→ TEXT SHOWN:
Spaceland: access shapefiles in Python¶
Spaceland is a modern Python library for fast, Pythonic access to ESRI shapefiles.
Or, at least, that’s what it will be. While Spaceland is in active development it’s still early days and the library isn’t yet feature-complete. What it does support is reading dBase III files (for why this is important, see What’s a shapefile?).
Spaceland is developed on GitHub and contributions are welcome.
What’s a shapefile?¶
Created by ESRI in the early 1990s, the shapefile is a historical data format that has outlived its technical usefulness and yet persists as the lingua franca of most geospatial tools.
Aim of the library¶
The aim of Spaceland is to provide the fastest and most idiomatic method of reading ESRI shapefiles in Python 3. To support that aim, the objectives are:
- Read all shape/record from shapefiles as fast as possible
- Be written in idiomatic Python 3 and provide a modern Python 3 interface to shapefiles
- Use built-in types as much as possible (you shouldn’t have to know about shapefile/dBase internals to use the data)
- Provide a high-level interface to data in zipped shapefiles
- Provide a low-level interface for those that need it
- Let people convert shapefile data into a more modern formats
- Integrate with orher Python geospatial libraries
- Include as close to 100% test coverage as possible
- Include high-quality documentation on the library and the shapefile format
For further details, see the roadmap.
What it won’t do¶
Spaceland is read-only. The shapefile should be considered a historical data format since it’s not well-suited to our Web-focussed world, and more suitable formats are now available (e.g. GeoJSON, TopoJSON, geospatial databases).
Spaceland won’t convert between coordinate systems, nor will it manipulate or analyse the data. But it should integrate with packages that do.

→ CHALLENGE 1: Condense the paragraph of the Spaceland page that begins "Spaceland is read-only" into one or two shorter sentences that keep its main facts.
→ CHALLENGE 2: Quote the Spaceland page word for word from "What it won’t" to "TopoJSON, geospatial databases).".

Raw records:
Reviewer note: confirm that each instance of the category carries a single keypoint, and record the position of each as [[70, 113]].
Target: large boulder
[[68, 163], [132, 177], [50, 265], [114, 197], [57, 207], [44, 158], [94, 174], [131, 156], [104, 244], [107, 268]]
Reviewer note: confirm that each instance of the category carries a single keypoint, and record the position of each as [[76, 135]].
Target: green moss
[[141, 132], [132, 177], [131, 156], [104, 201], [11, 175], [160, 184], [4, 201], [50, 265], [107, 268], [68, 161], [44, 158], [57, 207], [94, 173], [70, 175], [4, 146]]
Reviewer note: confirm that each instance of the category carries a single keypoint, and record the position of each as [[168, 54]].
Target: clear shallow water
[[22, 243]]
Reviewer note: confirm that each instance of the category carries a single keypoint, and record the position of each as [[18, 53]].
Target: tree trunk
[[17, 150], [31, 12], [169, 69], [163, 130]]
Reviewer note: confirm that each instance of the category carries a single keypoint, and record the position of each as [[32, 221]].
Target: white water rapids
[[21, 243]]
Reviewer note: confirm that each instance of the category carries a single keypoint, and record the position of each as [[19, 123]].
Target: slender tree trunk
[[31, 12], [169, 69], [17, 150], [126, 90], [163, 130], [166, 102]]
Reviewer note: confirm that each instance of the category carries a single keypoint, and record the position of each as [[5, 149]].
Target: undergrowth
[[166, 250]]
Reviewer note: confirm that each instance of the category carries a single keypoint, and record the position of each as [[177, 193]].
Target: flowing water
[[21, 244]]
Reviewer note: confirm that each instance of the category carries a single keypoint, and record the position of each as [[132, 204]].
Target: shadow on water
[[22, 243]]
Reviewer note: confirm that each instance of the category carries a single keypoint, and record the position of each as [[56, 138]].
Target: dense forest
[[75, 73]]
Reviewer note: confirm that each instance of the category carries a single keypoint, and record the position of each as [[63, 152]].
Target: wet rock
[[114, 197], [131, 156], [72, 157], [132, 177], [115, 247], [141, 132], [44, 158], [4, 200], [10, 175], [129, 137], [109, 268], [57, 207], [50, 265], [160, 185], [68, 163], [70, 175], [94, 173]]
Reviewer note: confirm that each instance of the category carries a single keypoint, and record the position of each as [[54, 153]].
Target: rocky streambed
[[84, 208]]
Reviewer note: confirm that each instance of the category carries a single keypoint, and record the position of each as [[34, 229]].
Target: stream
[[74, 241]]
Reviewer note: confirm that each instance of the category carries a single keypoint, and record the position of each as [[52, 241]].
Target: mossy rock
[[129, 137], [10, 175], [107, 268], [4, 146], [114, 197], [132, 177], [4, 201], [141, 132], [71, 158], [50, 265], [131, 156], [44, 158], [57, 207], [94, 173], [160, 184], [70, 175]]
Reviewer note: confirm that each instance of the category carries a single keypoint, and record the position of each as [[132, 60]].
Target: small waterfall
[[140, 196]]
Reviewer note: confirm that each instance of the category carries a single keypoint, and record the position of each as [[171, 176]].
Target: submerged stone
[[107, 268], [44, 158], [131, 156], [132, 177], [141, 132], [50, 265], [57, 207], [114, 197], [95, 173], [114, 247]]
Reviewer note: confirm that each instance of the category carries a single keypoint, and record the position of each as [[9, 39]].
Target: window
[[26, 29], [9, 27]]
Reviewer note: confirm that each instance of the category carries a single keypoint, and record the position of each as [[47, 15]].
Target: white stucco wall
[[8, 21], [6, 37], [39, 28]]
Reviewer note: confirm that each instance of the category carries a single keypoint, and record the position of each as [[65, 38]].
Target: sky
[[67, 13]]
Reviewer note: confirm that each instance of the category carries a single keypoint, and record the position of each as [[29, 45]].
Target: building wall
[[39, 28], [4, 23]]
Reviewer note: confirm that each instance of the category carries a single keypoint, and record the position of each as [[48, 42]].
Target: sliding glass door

→ TASK RESULT 1: Spaceland only reads shapefiles. The shapefile is a historical format poorly suited to today's Web-focused world, and better formats such as GeoJSON, TopoJSON and geospatial databases are now available.

→ TASK RESULT 2:
What it won’t do¶
Spaceland is read-only. The shapefile should be considered a historical data format since it’s not well-suited to our Web-focussed world, and more suitable formats are now available (e.g. GeoJSON, TopoJSON, geospatial databases).